In the hills of East Tennessee, Allan Benton’s hand-rubbed, smokehouse-cured pork products reign supreme

Stand on the back deck of Allan Benton’s home in Madisonville, Tennessee, and you’ll see the gray haze that gives the Great Smoky Mountains in the distance their name. But down in his basement, it’s the scent of smoke you’ll find coming from the ham and bacon maker’s favorite leather chair.

It’s his spot to unwind after working all day at his smokehouse following dinner with his wife, Sharon (the cook in the family), and after greeting his scrappy squirrel-hunting dog Jackson.

Not that Mr. Benton gets much time to unwind or squirrel hunt these days.

The Prince of Pork stays busy year-round with just twelve employees in his “hole-in-the-wall” operation, as he calls it, to keep up with demand for his product in BLTs, bourbon cocktails, and in dishes served on white linen from San Francisco to New York City. He keeps the fire stoked at the ham house seven days a week, and he’s had only seven vacations in forty years, during which time he’s become a culinary star. Introducing Mr. Benton to a room full of chefs would be like introducing Ralph Stanley to a room full of banjo pickers. Jaws would drop. People would whisper in reverence. But after one conversation, they would know he’s as down-home as one of Stanley’s songs.

Regardless of the accolades and busy schedule, Mr. Benton, who is sixty-six, continues to keep his family customs first.

“We have strong traditions,” Sharon says. “And I think my whole family appreciates that.”

These traditions include ramp hunting in the spring and homegrown tomatoes on the table in summer. But when a nip hits the air, it means pork more than ever.

■ **Supplied information**:
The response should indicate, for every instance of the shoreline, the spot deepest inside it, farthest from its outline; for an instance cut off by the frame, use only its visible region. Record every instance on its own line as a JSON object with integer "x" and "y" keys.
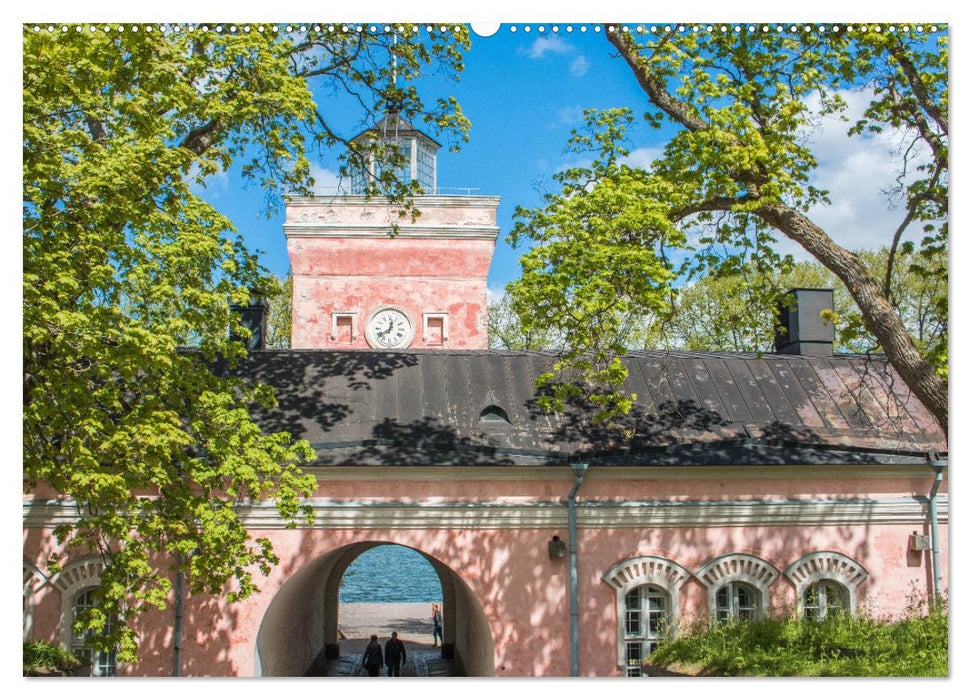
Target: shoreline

■ **What to work on**:
1) Can you return, word for word, the part of the Allan Benton article that opens with the words containing "Regardless of the" and closes with "more than ever."?
2) Could you resume the Allan Benton article right after its final sentence?

■ **Exercise responses**:
1)
Regardless of the accolades and busy schedule, Mr. Benton, who is sixty-six, continues to keep his family customs first.

“We have strong traditions,” Sharon says. “And I think my whole family appreciates that.”

These traditions include ramp hunting in the spring and homegrown tomatoes on the table in summer. But when a nip hits the air, it means pork more than ever.

2)
“I’m just like lots of other people in the South,” Mr. Benton says. “When the weather starts to cool down, I start to crave pork.”

HUMBLE BEGINNINGS

When Allan Benton tells a story, his blue eyes twinkle and his cheeks rise up like round dumplings. He sometimes shifts his weight onto one foot before he begins as if to say, “Are you ready for this?” Also like many Southerners, Benton knows how to spin a yarn, and you get the feeling that stories about his grandparents rank as favorites.

“Both my grandmothers cooked on wood cook stoves,” he says. “They preserved everything they had to eat or they raised it. They raised lots of vegetables. They would dry their own pinto beans. It was subsistence living in the purest form.”

Benton’s grandparents lived in a remote area about three hours from Madisonville just over the edge of Virginia. His ancestors had homesteaded adjoining sections, and his mother, Gerri Benton, grew up in a log house—the first ever built in Scott County by white settlers, according to Benton.  “The old house that I was born in still stands. The old log smoke house still sits out the back door. It’s probably about a hundred and ninety years old.”

Benton visited his grandparents every year as a child, and in the spring, he woke to the smell of fried chicken to feed about forty. Pork made the table in the fall after the family butchered their hogs.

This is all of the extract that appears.